■ Aim of the task
Within the records below, find each line with the word "Target" and copy it out.
──────── Given entries
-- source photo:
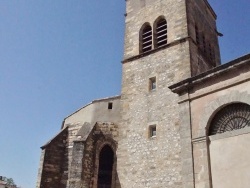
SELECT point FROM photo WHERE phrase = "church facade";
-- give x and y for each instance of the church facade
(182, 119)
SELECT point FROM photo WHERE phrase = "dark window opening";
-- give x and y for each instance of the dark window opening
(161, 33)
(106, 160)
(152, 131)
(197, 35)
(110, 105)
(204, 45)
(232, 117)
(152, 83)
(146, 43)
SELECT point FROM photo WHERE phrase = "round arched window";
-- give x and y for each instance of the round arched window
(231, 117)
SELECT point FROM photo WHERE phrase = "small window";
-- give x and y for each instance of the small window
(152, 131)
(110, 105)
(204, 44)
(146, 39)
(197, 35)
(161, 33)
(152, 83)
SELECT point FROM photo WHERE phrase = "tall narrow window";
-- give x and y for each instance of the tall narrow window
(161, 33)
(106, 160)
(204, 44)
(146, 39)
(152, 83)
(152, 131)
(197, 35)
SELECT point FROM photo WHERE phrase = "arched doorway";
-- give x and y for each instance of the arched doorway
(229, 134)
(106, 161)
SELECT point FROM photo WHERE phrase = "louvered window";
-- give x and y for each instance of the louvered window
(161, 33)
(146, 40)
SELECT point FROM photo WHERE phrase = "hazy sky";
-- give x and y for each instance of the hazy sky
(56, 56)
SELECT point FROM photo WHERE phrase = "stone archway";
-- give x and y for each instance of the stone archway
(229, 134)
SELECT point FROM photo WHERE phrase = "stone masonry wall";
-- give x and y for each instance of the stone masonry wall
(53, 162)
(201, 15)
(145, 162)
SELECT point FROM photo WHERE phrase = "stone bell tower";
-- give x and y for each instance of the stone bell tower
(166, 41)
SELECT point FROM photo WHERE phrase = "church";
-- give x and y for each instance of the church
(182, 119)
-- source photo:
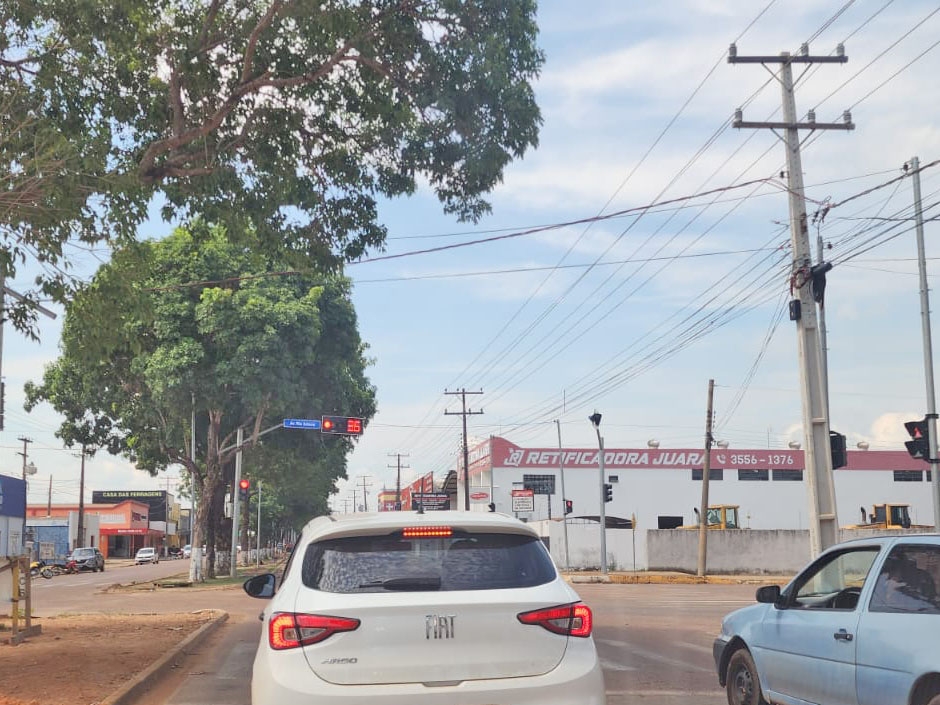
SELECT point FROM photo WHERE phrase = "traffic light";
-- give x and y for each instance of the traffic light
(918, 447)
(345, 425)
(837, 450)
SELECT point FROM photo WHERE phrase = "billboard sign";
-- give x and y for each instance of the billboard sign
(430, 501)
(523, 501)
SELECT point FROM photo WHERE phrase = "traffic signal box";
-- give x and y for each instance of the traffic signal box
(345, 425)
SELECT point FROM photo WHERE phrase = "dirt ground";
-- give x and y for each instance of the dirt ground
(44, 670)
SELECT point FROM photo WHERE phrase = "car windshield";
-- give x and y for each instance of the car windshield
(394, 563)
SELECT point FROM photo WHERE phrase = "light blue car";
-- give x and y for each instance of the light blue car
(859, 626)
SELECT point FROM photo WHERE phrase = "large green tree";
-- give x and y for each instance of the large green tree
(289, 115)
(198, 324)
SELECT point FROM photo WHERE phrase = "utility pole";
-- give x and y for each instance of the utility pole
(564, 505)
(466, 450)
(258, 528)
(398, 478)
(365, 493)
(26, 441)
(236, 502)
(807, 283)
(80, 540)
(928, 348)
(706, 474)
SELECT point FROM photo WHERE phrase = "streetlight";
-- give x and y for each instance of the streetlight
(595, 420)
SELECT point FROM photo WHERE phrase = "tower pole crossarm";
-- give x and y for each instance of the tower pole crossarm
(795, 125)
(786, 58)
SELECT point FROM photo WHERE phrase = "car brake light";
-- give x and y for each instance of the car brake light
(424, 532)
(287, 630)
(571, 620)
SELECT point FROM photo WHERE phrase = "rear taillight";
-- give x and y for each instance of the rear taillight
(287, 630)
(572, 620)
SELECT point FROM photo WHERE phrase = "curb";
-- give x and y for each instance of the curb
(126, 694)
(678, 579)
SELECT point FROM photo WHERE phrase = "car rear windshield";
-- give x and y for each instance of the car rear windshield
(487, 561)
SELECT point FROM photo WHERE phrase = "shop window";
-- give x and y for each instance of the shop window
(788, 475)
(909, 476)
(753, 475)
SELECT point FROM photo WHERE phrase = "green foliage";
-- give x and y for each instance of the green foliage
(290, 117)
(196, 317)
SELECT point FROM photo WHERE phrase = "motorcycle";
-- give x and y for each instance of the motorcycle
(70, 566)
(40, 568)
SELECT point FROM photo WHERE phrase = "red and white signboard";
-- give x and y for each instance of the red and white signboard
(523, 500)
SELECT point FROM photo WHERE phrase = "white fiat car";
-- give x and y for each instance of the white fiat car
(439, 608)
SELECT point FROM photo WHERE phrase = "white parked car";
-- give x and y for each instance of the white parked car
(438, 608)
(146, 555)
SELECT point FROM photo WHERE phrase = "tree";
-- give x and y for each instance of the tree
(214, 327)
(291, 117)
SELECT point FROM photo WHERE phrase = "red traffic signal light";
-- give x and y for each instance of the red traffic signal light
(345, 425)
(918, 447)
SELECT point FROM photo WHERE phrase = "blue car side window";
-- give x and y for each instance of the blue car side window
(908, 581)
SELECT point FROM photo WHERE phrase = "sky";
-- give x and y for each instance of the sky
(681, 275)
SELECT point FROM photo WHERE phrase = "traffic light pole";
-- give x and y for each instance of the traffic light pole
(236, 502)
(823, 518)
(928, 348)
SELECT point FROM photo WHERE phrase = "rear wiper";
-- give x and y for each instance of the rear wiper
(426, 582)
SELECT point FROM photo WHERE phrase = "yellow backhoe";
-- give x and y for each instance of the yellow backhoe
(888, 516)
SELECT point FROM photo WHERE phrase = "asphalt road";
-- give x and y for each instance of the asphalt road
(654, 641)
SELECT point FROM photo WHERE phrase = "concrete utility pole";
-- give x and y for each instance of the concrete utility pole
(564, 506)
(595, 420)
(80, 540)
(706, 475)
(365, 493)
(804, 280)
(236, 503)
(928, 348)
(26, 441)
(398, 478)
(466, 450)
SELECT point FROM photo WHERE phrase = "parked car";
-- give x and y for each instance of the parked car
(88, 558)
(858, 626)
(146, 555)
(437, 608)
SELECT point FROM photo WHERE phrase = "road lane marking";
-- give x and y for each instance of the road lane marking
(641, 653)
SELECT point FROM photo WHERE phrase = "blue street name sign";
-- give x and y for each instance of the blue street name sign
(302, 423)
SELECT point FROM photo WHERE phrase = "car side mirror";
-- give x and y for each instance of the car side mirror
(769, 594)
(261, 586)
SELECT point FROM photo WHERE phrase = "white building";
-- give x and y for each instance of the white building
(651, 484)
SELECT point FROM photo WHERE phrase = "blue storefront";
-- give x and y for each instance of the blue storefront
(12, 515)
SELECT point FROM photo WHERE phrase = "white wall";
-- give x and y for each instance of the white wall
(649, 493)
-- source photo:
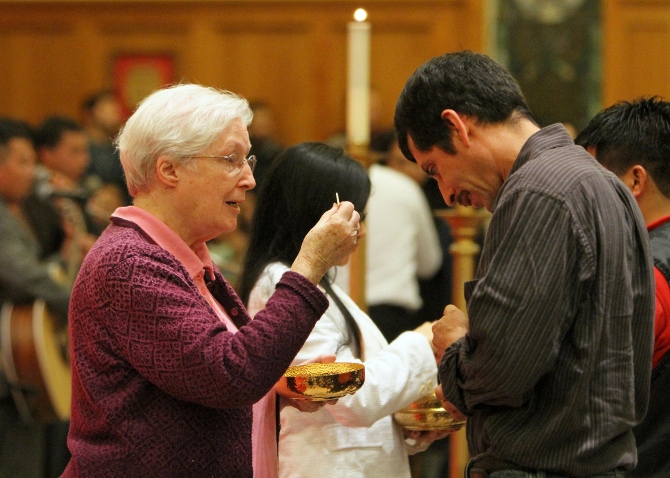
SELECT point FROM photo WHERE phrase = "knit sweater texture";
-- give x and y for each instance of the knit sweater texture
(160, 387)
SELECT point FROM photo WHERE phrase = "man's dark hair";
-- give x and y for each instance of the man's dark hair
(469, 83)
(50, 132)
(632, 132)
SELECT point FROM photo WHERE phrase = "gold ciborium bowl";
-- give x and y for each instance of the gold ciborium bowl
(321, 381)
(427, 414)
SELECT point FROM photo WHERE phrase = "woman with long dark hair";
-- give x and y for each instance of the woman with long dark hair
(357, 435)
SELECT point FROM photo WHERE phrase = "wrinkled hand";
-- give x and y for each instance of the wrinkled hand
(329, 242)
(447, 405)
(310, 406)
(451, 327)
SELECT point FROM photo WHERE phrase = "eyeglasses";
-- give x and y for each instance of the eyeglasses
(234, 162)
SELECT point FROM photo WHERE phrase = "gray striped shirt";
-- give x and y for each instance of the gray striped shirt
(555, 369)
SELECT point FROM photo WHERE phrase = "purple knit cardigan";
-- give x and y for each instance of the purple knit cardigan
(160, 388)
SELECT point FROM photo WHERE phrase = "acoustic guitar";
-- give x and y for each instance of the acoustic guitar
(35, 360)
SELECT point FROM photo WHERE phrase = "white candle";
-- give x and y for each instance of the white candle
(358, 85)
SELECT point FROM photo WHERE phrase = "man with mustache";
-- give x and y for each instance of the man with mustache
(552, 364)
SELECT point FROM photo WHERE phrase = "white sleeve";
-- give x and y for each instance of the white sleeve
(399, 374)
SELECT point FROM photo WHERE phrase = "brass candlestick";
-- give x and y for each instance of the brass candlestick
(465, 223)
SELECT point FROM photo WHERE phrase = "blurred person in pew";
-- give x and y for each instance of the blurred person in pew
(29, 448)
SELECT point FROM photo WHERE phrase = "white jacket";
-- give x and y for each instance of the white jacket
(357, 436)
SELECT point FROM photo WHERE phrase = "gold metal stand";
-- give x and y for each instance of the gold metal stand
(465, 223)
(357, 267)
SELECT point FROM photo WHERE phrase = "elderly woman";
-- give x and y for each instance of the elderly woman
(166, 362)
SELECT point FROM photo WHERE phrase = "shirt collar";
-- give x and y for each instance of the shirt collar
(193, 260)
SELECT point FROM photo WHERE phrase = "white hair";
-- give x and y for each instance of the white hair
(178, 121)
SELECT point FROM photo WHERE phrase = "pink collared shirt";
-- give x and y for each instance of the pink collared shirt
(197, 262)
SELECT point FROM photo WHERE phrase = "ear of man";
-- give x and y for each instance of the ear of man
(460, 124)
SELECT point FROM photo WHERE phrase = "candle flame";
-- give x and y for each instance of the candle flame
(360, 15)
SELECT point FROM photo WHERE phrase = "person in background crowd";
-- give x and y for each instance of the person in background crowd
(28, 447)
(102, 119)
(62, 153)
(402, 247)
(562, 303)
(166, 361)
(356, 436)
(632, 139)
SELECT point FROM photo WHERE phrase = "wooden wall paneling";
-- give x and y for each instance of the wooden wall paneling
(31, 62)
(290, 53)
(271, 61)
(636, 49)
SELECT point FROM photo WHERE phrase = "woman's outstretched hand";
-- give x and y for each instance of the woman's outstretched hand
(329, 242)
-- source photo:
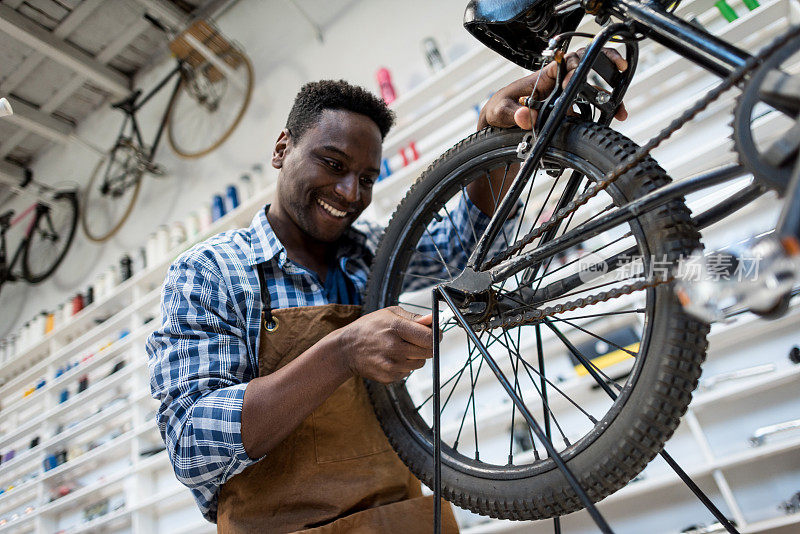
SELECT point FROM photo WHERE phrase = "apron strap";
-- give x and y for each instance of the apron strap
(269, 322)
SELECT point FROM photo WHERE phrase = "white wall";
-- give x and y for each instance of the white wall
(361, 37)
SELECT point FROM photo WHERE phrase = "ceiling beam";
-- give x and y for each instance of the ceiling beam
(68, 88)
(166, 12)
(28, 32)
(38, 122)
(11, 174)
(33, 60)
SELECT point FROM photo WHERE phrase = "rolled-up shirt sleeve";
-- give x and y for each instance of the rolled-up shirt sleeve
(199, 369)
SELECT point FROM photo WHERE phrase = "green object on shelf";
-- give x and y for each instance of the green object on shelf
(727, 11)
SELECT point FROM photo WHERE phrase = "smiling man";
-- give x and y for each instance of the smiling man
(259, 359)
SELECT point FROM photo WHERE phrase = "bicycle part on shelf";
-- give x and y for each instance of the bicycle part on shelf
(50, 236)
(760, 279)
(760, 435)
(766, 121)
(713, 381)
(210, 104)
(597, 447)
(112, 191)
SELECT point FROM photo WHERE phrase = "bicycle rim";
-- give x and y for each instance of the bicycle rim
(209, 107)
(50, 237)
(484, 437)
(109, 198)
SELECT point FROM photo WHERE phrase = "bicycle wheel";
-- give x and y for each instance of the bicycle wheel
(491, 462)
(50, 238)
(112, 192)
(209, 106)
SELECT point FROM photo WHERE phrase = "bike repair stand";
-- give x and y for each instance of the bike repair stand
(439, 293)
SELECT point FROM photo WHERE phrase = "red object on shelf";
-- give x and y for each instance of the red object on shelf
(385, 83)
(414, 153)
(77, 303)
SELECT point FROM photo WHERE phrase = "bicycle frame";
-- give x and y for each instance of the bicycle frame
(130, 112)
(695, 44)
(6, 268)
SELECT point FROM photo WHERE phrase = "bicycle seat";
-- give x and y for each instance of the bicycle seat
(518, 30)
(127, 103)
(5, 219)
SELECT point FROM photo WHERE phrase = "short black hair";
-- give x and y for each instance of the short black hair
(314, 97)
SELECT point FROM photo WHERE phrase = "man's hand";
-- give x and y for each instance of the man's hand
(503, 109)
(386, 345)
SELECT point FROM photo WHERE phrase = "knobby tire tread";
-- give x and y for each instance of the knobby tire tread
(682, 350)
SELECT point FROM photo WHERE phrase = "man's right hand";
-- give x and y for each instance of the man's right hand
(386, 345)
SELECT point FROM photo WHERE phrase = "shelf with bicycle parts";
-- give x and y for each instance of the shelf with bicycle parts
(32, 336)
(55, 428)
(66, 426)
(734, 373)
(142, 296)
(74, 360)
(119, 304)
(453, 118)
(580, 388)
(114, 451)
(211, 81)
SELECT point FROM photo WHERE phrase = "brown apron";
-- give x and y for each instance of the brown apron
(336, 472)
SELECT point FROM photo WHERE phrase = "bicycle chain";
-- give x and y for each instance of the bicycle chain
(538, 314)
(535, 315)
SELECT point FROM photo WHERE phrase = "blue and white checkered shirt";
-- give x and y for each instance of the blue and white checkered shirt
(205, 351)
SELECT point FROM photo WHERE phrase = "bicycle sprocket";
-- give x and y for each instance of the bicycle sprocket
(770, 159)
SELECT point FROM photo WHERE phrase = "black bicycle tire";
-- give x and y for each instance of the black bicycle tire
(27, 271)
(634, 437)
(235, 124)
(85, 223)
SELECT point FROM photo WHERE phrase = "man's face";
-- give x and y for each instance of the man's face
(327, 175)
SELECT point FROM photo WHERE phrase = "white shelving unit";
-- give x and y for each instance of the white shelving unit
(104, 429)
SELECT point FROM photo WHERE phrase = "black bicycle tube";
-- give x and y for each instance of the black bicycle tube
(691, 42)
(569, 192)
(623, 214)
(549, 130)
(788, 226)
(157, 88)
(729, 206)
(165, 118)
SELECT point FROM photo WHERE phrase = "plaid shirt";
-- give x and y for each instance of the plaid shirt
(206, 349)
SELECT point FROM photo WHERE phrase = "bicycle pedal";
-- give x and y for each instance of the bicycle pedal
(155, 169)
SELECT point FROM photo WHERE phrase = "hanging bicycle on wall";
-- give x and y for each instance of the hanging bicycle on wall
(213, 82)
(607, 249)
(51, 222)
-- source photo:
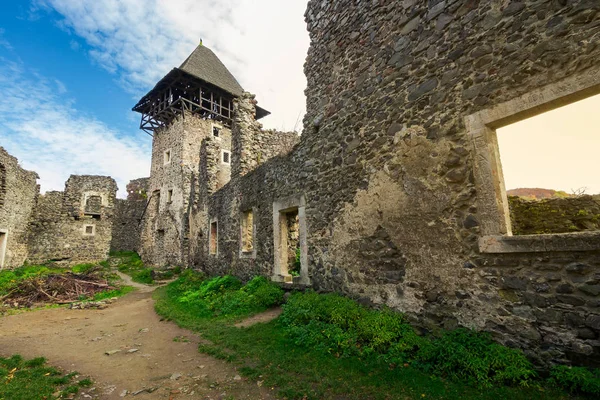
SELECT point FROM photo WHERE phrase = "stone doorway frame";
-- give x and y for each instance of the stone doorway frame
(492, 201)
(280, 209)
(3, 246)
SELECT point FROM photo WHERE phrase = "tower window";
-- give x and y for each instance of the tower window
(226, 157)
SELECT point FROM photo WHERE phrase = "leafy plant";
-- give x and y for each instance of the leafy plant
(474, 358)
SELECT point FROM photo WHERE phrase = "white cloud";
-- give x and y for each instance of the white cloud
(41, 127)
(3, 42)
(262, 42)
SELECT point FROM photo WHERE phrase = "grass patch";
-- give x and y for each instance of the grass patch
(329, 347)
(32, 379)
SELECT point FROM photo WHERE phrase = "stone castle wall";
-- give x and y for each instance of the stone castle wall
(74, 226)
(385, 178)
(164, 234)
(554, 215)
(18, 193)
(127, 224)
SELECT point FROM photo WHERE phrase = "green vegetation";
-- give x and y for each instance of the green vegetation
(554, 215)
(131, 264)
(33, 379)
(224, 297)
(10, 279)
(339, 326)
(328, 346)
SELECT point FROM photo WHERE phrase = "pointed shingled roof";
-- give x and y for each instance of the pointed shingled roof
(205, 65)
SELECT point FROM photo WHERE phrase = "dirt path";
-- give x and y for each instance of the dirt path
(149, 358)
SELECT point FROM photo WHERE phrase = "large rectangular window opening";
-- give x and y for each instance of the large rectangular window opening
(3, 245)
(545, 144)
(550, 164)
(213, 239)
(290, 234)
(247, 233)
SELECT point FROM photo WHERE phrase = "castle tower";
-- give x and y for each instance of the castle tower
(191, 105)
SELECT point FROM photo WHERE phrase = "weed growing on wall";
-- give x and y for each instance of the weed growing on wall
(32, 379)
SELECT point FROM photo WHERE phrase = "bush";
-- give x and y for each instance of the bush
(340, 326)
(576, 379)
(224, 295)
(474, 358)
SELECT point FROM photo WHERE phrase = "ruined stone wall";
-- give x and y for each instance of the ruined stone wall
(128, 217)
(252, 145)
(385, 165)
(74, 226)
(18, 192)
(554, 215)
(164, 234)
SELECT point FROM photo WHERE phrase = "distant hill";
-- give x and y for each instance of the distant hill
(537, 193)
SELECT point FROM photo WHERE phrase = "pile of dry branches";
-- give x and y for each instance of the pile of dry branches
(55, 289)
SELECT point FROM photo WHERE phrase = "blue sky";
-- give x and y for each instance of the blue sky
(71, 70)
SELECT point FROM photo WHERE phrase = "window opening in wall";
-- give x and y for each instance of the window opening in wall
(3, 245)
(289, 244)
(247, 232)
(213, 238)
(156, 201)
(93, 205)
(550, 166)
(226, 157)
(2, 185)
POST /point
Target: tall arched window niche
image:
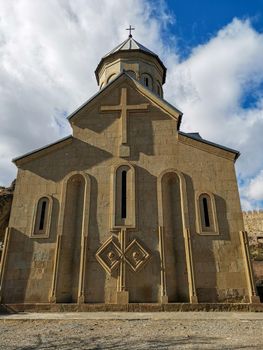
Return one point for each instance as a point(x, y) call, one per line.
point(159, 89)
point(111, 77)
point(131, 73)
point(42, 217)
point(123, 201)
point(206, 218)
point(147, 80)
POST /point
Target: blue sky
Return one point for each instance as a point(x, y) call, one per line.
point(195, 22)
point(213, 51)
────────────────
■ Result
Target: tall arched window niche
Target: blue sky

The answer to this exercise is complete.